So, we now have a situation where Pakistan-occupied Kashmir (POK) seems doomed to stay under Pakistani domination because the ceasefire of 1948 sanctified the status quo of that moment. And in our part, we have the two principle regions –- Jammu and Kashmir –- so diametrically different from each other that the original idea of bringing them under one state
administration seems to have been the kind of fiasco that Wells was referring to.
One is a largely Hindu area, the other Muslim; one speaks Dogri/Hindi, the other Kashmiri/Urdu; national parties dominate the politics in one region, they are wiped out in the other; and while one records up to 80% turnout in municipal elections, the other notches a measly 5%, with one booth recording just a single vote! And the Ladakhis can only wonder how and why they ever got into this muddle.
Having invested heavily in the last seven decades in terms of the blood of their soldiers and money, the two warring countries –- India and Pakistan -– now find it difficult to get out of this predicament. The thought that is worth pondering over is: If 170 years ago, all regions had not been forcibly amalgamated and had been allowed to go their own ways, then we would not have been in the kind of quandary that we find ourselves in today.

## Material shown
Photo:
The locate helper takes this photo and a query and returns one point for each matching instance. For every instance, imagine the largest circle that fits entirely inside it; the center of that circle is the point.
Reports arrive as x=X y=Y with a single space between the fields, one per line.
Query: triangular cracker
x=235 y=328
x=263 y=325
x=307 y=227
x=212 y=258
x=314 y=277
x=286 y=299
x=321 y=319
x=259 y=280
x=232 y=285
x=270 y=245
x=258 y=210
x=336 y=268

...

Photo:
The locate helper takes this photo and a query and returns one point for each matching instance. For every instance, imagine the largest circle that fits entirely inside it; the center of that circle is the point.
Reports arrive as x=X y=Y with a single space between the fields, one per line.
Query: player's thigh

---

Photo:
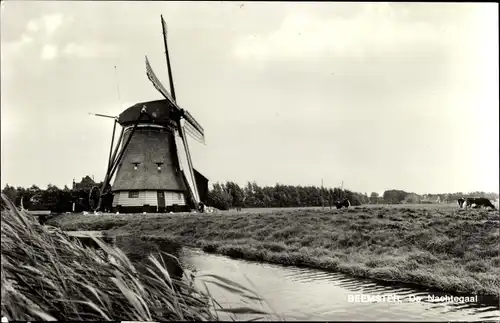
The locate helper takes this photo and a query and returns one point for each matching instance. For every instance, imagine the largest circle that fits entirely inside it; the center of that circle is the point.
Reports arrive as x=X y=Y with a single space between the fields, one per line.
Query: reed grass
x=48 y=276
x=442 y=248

## Written tasks
A. Rewrite the paragraph of the passage on Kashmir that starts "One is a largely Hindu area" as a short bulleted list that keeps its main facts.
B. Pick up the passage on Kashmir after its last sentence and carry it on.

## Response list
A.
- Religion: one region is mostly Hindu, the other Muslim.
- Language: one speaks Dogri/Hindi, the other Kashmiri/Urdu.
- Politics: national parties lead in one region and are wiped out in the other.
- Municipal turnout: up to 80% in one, only 5% in the other, where one booth got a single vote.
- The Ladakhis can only wonder how and why they ended up in this mess.

B.
Jammu and Kashmir is not the only instance of arbitrary transfers of territory and peoples inhabiting it for which we are paying a heavy price today. The Palestinian problem, where an entire nation was forced to vacate their lands and homes for another, is the root cause of the deadliest and longest conflict in modern history.
The ethnic cleansing of Crimea, its forcible annexation, its subsequent liberation and then another attempt to re-annex it by Russia; or, the way Balkan states were forcibly conjoined after the Second World War, are other instances of big power impudence that led the region to a bitter and violent conflict.
Throughout known history, the more powerful nations changed borders arbitrarily and that sowed the seeds of future conflicts. Ralph Peters, in a paper published in the US Armed Forces Journal in 2006, said: “International borders are never completely just. But the degree of injustice they inflict upon those whom frontiers force together or separate makes an enormous difference –- often the difference between freedom and oppression, tolerance and atrocity, the rule of law and terrorism, or even peace and war.”
Brutal oppression was required to keep unwilling masses under subjugation even when consciousness of separate ethnic identities was not as acute as it is today.
With the rise in awareness of democratic rights, this is becoming increasingly difficult. So, conflict is inevitable. We are destined today to pay the price for sins committed in the past.